Directive:
Starting with the line containing "around the tv" and going on through the line containing "xmin=129 ymin=193 xmax=216 ymax=308", rewrite each line in full, and leave every other line out. Multiply each bounding-box coordinate by 2.1 and round it to a whole number, with halves rounded up, but keep every other number the same.

(Entries from an annotation dataset)
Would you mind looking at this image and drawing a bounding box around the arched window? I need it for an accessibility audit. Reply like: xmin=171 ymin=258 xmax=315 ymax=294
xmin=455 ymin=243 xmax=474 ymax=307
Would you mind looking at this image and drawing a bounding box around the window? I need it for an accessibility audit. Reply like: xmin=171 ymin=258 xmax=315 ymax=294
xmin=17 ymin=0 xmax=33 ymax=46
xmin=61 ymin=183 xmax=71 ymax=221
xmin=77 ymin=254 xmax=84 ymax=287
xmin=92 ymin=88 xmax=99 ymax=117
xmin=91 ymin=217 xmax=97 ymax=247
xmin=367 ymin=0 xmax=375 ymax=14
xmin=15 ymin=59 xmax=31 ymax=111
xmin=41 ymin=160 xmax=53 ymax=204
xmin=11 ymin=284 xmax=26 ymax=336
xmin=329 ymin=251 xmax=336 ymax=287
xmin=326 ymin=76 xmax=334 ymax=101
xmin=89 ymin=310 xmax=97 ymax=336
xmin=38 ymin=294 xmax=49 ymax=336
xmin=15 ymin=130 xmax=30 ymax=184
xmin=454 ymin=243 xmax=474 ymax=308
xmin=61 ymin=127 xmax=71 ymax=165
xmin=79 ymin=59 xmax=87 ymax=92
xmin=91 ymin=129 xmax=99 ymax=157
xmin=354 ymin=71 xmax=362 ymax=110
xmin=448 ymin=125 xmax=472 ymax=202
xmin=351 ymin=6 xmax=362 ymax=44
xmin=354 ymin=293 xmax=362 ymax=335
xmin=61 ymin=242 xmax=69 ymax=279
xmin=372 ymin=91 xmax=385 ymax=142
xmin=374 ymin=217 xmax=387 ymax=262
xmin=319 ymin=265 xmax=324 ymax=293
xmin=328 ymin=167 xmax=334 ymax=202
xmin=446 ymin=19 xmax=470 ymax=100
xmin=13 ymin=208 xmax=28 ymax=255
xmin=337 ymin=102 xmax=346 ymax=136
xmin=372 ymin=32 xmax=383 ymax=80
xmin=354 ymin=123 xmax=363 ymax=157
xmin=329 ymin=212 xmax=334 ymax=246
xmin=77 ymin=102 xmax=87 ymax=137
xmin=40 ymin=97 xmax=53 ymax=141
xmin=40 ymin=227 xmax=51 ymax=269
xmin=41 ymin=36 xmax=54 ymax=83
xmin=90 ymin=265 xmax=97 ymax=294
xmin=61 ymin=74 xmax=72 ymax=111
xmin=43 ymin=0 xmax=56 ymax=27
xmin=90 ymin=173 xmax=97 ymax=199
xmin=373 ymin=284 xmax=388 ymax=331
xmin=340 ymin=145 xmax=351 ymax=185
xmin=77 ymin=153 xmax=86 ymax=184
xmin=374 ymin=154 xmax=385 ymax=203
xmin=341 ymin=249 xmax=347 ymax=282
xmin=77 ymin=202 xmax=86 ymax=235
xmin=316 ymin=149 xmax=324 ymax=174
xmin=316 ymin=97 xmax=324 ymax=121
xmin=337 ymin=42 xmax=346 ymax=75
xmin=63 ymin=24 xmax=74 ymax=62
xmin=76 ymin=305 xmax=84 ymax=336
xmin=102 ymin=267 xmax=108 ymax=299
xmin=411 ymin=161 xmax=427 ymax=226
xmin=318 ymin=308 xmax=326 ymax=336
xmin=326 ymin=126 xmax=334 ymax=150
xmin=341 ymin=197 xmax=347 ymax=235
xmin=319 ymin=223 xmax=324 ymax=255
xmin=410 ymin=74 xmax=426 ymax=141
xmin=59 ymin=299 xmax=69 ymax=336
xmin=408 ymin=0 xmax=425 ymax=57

* * *

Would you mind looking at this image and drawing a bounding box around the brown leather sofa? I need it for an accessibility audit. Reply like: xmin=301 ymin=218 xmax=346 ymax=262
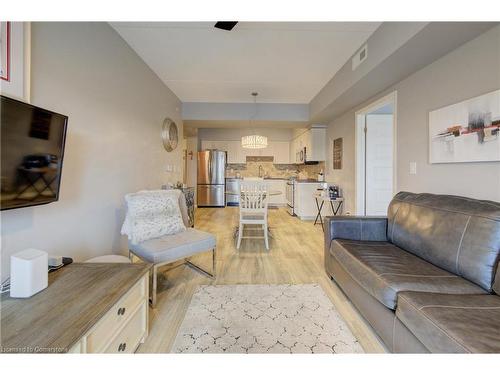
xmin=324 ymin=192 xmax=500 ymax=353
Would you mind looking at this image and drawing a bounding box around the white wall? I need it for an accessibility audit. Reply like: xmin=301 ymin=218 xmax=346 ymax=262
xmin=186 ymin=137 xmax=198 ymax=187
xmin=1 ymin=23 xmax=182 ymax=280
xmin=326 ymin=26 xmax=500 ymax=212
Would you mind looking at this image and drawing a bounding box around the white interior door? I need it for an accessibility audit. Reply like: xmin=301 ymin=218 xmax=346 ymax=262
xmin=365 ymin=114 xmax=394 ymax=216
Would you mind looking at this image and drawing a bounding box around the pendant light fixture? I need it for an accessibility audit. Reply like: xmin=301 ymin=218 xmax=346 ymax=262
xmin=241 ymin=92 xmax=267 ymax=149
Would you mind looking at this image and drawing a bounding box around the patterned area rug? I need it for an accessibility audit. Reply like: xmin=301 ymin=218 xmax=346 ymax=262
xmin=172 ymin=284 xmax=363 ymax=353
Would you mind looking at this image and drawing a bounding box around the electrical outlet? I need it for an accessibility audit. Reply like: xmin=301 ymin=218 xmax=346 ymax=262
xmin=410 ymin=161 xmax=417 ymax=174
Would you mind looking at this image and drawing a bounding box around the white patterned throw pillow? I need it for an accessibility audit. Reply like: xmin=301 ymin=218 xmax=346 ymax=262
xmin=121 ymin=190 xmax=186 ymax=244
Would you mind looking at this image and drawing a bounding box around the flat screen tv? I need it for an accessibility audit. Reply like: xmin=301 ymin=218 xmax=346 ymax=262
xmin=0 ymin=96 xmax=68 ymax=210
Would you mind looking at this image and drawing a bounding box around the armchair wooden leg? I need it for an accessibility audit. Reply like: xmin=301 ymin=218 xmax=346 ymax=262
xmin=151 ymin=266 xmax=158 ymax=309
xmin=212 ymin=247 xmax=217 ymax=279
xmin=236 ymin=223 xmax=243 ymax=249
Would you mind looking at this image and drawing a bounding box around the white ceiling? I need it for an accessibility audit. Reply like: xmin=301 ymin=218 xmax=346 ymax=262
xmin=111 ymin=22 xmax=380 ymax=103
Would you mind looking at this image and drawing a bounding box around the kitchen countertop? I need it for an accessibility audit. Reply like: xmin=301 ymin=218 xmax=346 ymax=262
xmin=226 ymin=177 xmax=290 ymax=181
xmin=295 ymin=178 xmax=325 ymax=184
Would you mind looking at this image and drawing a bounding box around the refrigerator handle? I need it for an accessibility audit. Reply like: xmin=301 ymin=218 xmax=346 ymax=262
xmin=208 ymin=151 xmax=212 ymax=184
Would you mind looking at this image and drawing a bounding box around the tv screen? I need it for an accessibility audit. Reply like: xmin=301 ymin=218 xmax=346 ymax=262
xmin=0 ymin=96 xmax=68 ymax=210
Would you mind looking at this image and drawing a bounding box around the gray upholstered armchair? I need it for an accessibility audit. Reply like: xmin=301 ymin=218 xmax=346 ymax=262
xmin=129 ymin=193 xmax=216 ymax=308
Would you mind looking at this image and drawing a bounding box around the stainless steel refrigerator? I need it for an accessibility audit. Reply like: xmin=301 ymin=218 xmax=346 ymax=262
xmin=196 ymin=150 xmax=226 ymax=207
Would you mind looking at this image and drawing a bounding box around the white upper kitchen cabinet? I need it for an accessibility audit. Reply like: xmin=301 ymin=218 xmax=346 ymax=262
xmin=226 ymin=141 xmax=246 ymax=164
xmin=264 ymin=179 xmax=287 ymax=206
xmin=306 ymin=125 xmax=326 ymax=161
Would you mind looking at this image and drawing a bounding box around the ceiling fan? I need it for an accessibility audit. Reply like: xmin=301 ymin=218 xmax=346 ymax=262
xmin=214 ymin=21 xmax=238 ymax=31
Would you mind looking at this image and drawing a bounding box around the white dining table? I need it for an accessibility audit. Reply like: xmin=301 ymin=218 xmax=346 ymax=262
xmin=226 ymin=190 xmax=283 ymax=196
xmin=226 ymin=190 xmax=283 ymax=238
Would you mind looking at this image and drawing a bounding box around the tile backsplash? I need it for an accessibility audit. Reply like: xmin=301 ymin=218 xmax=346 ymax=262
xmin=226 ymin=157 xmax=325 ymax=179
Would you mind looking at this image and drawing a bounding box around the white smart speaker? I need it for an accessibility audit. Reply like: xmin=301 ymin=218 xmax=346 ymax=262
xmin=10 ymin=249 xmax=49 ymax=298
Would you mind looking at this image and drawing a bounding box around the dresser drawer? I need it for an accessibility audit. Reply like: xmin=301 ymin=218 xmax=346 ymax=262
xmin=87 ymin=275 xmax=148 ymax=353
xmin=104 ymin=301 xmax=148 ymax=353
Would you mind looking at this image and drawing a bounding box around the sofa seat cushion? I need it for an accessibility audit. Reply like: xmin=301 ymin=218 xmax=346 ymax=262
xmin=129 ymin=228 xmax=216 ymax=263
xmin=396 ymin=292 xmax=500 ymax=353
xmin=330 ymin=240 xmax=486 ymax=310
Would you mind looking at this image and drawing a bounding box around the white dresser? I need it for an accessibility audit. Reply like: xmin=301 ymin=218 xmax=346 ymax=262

---

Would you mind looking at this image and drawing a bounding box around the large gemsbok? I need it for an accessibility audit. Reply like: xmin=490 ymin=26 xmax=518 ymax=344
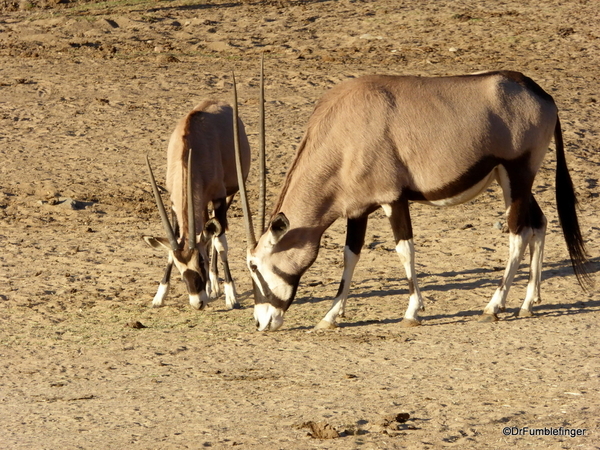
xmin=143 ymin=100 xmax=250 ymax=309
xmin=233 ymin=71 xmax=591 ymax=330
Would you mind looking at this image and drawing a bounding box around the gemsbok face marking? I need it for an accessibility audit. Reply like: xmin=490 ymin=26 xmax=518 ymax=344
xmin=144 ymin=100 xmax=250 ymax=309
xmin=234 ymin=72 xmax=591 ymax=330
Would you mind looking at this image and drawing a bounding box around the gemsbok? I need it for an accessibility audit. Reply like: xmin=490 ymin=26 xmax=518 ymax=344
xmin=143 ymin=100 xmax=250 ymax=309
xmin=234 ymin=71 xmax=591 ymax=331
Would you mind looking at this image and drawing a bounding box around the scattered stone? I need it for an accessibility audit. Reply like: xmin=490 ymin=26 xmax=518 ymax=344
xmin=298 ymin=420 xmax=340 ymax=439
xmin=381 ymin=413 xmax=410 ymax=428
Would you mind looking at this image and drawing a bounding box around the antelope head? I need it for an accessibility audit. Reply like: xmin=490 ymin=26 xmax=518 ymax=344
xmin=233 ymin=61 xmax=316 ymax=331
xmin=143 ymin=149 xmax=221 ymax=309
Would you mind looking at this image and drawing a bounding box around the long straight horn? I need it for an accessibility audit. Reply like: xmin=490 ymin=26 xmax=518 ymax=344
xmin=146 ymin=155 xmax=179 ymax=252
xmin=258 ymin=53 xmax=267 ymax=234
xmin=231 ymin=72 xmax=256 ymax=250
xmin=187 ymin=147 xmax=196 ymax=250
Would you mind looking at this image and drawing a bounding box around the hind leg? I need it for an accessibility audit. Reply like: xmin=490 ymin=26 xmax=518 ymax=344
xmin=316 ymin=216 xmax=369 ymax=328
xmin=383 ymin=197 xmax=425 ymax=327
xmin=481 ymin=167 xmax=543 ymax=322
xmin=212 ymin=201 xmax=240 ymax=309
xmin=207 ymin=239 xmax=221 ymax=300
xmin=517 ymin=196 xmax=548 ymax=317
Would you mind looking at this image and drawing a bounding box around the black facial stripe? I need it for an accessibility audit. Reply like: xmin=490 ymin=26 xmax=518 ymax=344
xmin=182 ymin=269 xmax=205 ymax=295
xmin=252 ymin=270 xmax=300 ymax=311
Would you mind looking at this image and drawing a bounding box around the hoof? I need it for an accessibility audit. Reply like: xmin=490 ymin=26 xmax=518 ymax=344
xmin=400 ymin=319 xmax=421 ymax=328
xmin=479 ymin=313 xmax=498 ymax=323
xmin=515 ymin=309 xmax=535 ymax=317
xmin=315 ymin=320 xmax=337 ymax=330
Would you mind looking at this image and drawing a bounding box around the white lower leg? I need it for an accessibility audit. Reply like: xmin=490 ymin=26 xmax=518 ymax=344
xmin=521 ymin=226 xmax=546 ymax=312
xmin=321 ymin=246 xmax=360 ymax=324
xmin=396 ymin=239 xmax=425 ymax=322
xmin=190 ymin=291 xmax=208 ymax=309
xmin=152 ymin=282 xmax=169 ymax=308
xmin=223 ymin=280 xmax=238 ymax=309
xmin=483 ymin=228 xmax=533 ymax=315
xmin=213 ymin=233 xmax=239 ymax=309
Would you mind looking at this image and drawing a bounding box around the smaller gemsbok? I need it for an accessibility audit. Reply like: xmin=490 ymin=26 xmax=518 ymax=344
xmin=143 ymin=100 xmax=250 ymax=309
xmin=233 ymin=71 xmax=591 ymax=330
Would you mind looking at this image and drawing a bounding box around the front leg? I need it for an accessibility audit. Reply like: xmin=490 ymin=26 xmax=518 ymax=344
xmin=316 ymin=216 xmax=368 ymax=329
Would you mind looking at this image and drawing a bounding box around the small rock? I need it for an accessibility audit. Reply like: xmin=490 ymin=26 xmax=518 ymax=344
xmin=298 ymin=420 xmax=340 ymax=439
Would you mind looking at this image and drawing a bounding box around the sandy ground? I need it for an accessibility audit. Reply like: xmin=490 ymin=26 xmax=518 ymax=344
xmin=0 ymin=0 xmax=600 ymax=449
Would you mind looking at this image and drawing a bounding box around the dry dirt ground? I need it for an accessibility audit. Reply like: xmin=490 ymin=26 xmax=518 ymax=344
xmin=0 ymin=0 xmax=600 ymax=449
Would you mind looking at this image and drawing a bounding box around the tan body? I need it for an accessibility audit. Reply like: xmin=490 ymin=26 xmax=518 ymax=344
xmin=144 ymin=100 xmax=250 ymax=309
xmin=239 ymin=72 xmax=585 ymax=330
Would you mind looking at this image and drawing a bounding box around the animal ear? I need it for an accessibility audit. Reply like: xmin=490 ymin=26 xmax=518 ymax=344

Answer to this problem:
Would you mind looking at this image and drawing a bounding box around the tv screen? I need it for an accessibility audit. Reply like: xmin=301 ymin=218 xmax=346 ymax=262
xmin=0 ymin=202 xmax=143 ymax=441
Would you mind looking at this image and drawing a bounding box around the gray upholstered armchair? I need it for an accessibility audit. Reply like: xmin=301 ymin=218 xmax=346 ymax=262
xmin=271 ymin=405 xmax=454 ymax=647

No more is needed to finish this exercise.